— START OF SOURCE EXTRACT —
Welcome to the last Mathologer video of the year. Almost everybody who watches

these videos knows that root 2, pi and e are irrational numbers, that these

numbers cannot be written as ratios of integers. Also a lot of you will be

familiar with proofs of these facts in the case of root 2 and e. On the other

hand, my guess is that very few of you will be able to say the same about

everybody's favorite number pi. In fact even many professional

mathematicians have not seen a proof that pi's irrational and they're really

just taking someone else's word for it in this respect. The main reason for this

sorry state of affairs is that all the known proofs for the irrationality of pi

are very technical and for the most part very unintuitive. My mission today is to

make one of these proofs accessible to you by maxing out what can be achieved

with the sort of animated algebra that I've been specializing in lately. The

proof I have in mind was published in 1761 by the Swiss polymath Johann

Lambert and that was actually the very first proof of the irrationality of Pi. Why

Lambert's prove and not any of the others? Well, unlike all the other proofs

it is quite easy to motivate Lambert's approach and the maths in it was really

calling out to me to be animated. I just couldn't resist. Anyway let's get

started. As a little warm-up let me show you what is probably the simplest

irrationality proof, a proof of the irrationality of log 3. If log 3 was

actually a fraction u/v that would be the same as saying that if I take 10

to the power of u/v then I get 3. But then raising both sides to the

v's power we get this equation here. But that is completely impossible because

the left side is odd and the right side is even. And so because our

assumption that log 3 is rational leads to this false

statement. And since nothing false can logically follow from anything true we

conclude that our assumption has to be false itself. So log 3 is not a

fraction. That means it is irrational. Q.E.D. Neat, huh? It's neat. Most of you like

puzzles and so here are some one-glance puzzles for you: which of these logs is

irrational? Leave your answers in the comments, I'll grade them later ... just

kidding! I really really, really hate grading! (Marty) I like grading. (Burkard) You are very strange, Marty is very

strange. So hopefully that was all fun and really easy but now on to the big

challenge, Lambert's proof that pi is irrational. Here's a three step summary

of the main ingredients. In step 1 Lambert proves a new miraculous formula

for the circle function tangent. So tan x is equal to x over 1 minus x squared

over 3 minus x squared over 5, and so on. All the odd numbers in there, ok.
— END OF SOURCE EXTRACT —
— START OF DATASET ENTRIES —
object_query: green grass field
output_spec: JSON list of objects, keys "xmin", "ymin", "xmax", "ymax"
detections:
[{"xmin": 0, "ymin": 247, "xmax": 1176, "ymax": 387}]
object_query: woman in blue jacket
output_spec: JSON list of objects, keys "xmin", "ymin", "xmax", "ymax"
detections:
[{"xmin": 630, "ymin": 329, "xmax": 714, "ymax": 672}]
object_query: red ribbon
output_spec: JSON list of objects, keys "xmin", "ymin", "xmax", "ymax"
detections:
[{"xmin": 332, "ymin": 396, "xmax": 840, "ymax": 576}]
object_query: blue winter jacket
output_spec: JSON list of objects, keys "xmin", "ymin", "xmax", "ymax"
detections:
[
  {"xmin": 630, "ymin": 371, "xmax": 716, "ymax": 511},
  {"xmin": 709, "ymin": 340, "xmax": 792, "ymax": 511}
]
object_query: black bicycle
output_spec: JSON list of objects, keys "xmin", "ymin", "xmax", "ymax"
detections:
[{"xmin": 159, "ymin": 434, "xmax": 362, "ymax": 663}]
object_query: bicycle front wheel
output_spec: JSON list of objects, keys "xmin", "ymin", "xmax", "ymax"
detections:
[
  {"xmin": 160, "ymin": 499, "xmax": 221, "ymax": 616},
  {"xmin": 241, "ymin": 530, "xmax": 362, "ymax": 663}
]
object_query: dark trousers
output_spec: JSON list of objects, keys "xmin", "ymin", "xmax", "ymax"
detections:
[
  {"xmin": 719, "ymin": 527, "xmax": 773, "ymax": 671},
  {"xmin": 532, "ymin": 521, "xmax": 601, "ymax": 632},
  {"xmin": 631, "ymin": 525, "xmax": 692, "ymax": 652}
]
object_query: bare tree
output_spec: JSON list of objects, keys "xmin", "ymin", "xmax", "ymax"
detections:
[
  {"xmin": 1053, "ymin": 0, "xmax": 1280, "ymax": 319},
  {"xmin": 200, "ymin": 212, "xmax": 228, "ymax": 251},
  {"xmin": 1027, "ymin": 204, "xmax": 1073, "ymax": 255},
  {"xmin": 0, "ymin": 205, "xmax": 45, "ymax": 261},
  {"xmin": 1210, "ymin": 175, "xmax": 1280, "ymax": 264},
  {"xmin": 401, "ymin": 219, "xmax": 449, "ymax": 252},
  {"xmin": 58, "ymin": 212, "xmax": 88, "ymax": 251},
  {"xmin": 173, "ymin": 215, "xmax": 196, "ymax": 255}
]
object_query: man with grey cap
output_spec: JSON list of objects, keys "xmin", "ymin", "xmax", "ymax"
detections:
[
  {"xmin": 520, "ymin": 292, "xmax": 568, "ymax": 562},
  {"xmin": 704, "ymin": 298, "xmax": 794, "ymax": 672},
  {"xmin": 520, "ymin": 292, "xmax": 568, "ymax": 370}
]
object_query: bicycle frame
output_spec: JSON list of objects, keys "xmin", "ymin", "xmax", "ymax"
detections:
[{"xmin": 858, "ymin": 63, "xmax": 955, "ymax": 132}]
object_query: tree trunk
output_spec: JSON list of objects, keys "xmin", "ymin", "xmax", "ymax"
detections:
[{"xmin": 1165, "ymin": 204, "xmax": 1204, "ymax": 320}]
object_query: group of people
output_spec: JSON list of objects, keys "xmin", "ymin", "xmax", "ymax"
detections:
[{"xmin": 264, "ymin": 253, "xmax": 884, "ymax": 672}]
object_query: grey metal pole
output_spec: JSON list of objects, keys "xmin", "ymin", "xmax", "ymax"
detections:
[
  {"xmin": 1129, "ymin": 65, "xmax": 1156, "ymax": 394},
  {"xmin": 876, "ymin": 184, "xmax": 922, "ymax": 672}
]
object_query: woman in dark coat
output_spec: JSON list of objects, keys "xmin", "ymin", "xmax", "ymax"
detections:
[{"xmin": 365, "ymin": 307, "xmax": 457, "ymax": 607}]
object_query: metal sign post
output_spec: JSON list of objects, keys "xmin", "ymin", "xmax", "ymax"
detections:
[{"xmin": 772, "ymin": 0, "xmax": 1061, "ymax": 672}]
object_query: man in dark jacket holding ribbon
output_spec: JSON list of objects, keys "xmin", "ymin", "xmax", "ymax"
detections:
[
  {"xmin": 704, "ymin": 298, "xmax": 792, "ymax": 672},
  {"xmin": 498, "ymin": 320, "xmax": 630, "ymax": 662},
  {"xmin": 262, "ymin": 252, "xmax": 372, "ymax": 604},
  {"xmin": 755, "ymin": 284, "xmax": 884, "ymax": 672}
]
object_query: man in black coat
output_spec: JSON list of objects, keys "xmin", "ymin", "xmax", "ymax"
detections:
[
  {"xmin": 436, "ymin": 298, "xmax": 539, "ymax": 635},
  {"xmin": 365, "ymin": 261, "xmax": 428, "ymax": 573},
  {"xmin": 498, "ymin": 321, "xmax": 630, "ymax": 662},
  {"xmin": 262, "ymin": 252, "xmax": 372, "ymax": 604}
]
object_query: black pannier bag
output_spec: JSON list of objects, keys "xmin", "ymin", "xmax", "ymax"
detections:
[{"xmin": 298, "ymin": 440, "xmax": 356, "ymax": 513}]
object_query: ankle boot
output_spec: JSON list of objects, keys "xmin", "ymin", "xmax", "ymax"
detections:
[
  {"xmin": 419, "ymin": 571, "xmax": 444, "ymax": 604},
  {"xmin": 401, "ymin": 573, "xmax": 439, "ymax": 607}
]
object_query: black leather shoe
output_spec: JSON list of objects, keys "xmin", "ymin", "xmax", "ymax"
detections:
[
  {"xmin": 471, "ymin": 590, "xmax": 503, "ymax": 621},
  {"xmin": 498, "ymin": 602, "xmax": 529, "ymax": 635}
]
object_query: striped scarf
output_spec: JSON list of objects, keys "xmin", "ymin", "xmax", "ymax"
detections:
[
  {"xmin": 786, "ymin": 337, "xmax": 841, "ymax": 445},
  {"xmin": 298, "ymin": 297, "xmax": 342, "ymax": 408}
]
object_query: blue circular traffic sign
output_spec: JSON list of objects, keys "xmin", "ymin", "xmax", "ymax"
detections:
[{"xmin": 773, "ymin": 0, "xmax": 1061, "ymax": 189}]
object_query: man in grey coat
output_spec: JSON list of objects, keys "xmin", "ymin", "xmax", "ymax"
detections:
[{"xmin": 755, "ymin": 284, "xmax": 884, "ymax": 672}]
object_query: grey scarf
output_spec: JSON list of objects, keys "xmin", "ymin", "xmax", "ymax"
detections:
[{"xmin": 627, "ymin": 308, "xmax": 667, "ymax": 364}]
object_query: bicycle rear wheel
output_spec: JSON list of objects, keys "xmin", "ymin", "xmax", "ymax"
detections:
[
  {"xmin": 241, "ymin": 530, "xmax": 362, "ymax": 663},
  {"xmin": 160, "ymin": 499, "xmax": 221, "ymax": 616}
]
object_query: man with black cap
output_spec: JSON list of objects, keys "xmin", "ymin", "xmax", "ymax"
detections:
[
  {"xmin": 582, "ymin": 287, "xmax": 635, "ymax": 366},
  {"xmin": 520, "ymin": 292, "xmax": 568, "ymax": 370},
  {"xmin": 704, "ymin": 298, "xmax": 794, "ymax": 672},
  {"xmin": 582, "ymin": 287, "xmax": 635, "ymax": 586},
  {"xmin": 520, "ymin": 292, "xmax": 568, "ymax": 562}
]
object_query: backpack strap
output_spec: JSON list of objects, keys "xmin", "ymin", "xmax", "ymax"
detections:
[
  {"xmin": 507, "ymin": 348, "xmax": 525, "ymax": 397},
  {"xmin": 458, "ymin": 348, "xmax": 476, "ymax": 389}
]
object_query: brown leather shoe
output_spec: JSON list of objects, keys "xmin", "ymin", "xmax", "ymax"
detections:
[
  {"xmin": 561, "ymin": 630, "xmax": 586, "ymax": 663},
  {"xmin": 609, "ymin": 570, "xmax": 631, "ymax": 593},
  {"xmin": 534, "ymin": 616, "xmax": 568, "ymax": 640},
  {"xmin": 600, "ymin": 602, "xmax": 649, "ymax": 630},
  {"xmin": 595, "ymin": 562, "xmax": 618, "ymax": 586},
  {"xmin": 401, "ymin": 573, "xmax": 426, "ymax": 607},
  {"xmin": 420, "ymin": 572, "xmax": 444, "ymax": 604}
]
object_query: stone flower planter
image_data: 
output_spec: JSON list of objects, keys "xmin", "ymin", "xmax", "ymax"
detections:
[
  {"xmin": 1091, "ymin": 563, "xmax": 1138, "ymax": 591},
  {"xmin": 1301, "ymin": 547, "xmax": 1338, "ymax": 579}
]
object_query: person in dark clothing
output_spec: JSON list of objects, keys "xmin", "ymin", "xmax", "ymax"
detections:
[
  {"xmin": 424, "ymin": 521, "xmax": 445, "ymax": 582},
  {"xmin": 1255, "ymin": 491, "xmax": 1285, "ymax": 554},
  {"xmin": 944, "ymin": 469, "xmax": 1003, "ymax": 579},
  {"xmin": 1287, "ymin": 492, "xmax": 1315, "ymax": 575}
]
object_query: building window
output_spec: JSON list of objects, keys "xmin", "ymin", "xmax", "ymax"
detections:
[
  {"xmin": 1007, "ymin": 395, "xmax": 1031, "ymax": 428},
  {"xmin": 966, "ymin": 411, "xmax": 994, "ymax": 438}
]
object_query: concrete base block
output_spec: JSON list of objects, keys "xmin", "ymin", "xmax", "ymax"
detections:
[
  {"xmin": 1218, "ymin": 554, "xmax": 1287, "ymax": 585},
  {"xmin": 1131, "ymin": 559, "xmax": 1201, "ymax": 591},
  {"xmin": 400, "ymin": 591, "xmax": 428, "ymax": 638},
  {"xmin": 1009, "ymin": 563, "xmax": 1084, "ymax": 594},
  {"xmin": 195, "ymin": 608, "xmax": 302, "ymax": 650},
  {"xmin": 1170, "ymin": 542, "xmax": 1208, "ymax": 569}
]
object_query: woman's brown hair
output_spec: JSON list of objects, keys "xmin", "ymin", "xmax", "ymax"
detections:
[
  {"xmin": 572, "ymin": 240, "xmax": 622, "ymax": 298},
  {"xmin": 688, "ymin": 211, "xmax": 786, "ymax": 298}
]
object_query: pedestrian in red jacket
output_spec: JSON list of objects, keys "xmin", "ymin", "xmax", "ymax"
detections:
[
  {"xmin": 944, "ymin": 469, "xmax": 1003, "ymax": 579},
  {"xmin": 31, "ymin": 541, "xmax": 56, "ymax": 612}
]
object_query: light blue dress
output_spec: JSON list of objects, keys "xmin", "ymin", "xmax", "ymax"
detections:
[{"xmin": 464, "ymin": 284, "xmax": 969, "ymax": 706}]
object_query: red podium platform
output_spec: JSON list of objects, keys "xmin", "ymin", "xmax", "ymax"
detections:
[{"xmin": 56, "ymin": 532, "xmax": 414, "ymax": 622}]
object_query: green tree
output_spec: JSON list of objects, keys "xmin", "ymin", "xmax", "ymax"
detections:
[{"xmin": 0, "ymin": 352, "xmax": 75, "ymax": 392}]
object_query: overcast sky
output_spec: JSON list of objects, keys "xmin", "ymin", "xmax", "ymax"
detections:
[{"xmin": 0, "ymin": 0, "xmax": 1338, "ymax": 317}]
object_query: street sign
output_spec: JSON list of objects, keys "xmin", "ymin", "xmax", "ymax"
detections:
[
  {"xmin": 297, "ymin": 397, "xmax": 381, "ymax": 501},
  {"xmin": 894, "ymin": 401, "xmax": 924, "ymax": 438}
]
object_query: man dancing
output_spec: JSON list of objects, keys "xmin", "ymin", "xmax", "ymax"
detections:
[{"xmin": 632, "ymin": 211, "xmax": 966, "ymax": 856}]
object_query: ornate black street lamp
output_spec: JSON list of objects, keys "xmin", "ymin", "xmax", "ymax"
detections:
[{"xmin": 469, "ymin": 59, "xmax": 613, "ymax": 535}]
— END OF DATASET ENTRIES —
> [PROMPT 1]:
Answer each question using the transcript on the irrationality of pi, one line per answer, marked (a) to (c):
(a) In what year was Lambert's proof published?
(b) In the warm-up proof about log 3, what makes the equation reached by raising both sides to the v's power impossible?
(c) What does Lambert prove in step 1 of the three-step summary?
> [PROMPT 2]:
Condense the paragraph of the transcript on the irrationality of pi that begins "Welcome to the last Mathologer video of the year" into a short bulleted list of its main facts.

> [REPLY 1]:
(a) 1761.
(b) The left side is odd and the right side is even.
(c) A new formula for the circle function tangent.

> [REPLY 2]:
- This is the last Mathologer video of the year.
- Most viewers know that root 2, pi and e are irrational, meaning they cannot be written as ratios of integers.
- Many viewers know proofs for root 2 and e, but few have seen one for pi. Even many professional mathematicians take pi's irrationality on someone else's word.
- The reason is that all known proofs for pi are very technical and mostly unintuitive.
- The goal is to make one such proof accessible through animated algebra.
- The chosen proof is the first proof that pi is irrational, published in 1761 by the Swiss polymath Johann Lambert. It was picked because its approach is easy to motivate and its math lends itself to animation.
- A warm-up proves that log 3 is irrational. Assuming log 3 equals u/v means 10 to the power u/v equals 3. Raising both sides to the v's power gives an equation with one side odd and the other even, which is impossible. So the assumption is false and log 3 is irrational.
- Viewers are given one-glance puzzles about which logs are irrational.
- Lambert's proof has three steps. In step 1 he proves a new formula for tangent: tan x equals x over 1 minus x squared over 3 minus x squared over 5, and so on through the odd numbers.